From the very first line down to the line containing "Kindly outline every instance of the window", write out the material exactly as it appears, and no more.

=-=-=

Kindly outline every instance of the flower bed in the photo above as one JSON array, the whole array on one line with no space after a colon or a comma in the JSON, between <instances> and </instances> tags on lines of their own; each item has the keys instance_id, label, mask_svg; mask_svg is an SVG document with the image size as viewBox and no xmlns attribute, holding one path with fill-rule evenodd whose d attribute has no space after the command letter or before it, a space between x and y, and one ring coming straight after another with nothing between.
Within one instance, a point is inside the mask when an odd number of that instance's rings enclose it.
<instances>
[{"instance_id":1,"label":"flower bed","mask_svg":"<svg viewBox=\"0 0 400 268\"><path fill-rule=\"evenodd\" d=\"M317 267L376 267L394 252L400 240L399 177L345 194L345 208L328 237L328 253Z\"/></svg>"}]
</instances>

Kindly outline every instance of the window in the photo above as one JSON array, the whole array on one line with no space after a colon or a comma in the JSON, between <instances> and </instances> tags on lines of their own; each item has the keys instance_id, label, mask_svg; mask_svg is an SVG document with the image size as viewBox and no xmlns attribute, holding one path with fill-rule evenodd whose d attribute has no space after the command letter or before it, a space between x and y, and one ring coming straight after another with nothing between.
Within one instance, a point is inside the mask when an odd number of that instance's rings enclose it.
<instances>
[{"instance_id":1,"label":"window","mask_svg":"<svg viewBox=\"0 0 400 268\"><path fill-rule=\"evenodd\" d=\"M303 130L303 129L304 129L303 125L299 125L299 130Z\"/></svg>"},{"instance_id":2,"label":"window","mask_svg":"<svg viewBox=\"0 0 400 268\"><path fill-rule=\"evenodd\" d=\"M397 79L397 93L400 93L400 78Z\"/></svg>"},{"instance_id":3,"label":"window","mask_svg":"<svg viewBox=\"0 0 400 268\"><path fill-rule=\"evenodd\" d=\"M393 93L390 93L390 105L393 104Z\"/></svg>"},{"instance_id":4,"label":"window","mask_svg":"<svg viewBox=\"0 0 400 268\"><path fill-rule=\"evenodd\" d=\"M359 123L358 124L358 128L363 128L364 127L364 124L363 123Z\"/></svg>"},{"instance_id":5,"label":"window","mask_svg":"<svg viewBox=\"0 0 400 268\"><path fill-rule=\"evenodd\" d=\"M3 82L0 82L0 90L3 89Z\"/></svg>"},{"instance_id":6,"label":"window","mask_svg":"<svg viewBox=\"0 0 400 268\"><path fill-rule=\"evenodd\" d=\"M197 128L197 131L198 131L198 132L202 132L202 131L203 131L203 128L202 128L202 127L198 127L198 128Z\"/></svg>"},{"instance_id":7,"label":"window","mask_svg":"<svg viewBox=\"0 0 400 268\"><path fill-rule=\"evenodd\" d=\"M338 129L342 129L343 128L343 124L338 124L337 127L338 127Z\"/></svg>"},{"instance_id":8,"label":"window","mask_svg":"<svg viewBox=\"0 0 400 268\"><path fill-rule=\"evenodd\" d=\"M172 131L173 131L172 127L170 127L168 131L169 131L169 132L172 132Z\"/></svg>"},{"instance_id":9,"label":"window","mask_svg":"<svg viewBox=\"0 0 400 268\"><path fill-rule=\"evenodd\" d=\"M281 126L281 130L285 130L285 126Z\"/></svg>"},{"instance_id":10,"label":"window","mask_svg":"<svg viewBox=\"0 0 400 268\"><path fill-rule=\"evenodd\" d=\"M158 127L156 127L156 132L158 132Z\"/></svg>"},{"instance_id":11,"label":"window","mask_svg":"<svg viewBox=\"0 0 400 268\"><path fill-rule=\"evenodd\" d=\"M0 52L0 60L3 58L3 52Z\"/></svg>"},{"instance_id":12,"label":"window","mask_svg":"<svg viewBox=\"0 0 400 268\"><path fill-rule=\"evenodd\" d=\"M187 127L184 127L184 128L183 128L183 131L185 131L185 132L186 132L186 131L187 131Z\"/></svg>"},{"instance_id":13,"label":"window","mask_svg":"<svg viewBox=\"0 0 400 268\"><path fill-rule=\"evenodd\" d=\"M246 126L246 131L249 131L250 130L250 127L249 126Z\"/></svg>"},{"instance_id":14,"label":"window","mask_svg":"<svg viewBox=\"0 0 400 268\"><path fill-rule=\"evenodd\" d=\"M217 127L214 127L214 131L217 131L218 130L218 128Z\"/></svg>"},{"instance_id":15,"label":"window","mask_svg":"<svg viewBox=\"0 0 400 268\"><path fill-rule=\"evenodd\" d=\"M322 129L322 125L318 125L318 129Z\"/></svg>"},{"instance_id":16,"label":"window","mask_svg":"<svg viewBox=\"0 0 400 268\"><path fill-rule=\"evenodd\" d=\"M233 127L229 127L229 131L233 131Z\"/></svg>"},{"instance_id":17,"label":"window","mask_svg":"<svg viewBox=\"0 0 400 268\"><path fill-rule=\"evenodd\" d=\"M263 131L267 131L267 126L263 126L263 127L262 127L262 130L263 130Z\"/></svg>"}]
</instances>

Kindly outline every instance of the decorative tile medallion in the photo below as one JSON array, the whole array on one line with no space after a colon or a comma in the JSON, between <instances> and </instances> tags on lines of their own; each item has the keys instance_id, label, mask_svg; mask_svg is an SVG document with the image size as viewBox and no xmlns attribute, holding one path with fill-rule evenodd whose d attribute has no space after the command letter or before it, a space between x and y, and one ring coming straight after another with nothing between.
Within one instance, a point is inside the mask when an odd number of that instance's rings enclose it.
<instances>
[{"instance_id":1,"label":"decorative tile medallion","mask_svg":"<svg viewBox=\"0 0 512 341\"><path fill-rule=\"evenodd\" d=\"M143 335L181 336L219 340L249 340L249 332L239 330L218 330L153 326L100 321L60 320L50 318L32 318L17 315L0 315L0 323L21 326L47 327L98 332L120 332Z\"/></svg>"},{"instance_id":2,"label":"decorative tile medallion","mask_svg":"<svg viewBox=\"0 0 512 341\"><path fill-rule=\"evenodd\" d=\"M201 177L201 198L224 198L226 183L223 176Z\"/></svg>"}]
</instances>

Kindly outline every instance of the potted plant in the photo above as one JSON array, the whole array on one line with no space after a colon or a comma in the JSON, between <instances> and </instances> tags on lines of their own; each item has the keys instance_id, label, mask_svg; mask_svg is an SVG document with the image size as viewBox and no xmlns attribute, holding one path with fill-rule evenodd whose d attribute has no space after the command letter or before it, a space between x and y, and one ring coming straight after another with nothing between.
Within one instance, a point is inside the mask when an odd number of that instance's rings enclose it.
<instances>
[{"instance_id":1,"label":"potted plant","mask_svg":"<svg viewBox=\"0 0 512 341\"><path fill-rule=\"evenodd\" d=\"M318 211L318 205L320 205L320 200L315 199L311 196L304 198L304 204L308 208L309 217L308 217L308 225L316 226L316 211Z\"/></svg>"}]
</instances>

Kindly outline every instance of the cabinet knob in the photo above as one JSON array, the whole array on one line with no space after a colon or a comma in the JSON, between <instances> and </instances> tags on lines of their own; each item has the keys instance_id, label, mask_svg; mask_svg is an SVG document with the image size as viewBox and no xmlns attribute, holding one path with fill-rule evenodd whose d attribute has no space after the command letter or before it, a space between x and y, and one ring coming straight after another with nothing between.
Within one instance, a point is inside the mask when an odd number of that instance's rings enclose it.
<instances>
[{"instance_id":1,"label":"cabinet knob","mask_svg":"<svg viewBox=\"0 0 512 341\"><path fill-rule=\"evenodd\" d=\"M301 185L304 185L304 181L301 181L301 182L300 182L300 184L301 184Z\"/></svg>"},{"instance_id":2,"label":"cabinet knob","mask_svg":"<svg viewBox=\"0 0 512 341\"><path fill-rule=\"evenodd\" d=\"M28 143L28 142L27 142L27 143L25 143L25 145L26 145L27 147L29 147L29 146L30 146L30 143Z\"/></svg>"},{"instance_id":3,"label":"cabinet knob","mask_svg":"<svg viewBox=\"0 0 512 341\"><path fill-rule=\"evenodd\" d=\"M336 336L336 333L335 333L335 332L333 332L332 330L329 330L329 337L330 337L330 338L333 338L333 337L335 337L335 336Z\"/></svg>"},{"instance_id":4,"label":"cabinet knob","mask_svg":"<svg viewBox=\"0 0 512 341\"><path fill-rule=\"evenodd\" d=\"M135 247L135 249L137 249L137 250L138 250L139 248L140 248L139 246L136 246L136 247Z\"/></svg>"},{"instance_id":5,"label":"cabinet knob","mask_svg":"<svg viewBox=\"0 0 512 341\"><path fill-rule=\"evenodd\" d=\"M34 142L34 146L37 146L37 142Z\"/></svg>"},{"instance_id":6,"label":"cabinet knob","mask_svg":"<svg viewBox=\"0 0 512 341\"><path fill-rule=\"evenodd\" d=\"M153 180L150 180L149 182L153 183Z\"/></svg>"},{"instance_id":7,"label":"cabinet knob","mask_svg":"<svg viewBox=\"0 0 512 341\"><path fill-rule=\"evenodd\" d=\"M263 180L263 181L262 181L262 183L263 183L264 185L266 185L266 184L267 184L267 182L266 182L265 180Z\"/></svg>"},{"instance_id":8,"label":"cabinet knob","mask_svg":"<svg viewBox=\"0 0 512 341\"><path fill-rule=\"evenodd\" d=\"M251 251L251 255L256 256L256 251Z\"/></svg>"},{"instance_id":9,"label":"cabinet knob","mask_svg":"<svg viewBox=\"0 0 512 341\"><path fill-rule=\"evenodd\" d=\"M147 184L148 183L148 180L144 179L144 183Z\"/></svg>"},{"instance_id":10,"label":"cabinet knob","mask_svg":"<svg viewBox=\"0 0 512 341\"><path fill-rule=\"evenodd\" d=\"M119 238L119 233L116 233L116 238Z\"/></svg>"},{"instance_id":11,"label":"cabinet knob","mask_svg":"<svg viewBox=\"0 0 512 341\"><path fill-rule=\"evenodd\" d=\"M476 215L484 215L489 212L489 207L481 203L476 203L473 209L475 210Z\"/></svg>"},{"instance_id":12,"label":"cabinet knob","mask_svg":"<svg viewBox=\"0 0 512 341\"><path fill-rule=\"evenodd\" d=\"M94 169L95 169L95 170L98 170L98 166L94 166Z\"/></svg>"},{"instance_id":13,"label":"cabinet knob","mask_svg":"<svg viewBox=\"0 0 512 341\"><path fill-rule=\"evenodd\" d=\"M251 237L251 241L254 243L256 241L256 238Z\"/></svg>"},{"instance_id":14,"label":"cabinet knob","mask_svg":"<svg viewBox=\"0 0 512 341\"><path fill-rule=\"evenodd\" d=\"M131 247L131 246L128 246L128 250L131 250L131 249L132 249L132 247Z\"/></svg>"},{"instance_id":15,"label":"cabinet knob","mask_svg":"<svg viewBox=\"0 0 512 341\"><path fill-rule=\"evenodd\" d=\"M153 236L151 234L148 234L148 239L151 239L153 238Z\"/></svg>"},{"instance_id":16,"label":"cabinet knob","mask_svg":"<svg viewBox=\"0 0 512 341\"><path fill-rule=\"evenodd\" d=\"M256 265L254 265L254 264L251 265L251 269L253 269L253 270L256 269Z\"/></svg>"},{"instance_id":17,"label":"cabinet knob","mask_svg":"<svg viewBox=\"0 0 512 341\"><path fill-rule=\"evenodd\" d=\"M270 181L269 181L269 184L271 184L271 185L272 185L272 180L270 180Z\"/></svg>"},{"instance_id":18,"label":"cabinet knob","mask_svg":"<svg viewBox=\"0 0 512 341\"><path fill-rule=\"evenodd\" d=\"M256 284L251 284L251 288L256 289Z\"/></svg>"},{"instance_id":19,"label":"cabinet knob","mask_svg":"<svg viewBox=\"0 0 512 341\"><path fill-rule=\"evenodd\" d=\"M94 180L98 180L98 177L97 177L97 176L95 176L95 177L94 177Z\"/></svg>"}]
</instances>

=-=-=

- Result of this task
Kindly outline every instance of the flower bed in the photo above as one JSON array, the whole array on one line with no space after a colon or a comma in the JSON, between <instances> and </instances> tags on lines of their own; each item has the keys instance_id, label, mask_svg; mask_svg is an SVG document with the image size as viewBox and no xmlns attribute, holding one path with fill-rule evenodd whose d attribute has no space after the command letter or before it, a space between x and y, and one ring coming straight after another with nothing between.
Within one instance, a point is inside the mask when an odd number of that instance's rings enclose it.
<instances>
[{"instance_id":1,"label":"flower bed","mask_svg":"<svg viewBox=\"0 0 400 268\"><path fill-rule=\"evenodd\" d=\"M317 267L376 267L394 252L400 240L399 177L345 194L345 208L328 237L328 253Z\"/></svg>"}]
</instances>

Kindly outline every instance of the window in the photo above as one JSON array, the whole array on one line with no space after a colon or a comma in the JSON, between <instances> and </instances> tags on lines of their own; each item has the keys instance_id, label, mask_svg; mask_svg is an SVG document with the image size as viewBox and no xmlns attribute, holding one path with fill-rule evenodd whose d attribute has no space after the command letter or before it, a space between x and y, and one ring coming straight after another with nothing between.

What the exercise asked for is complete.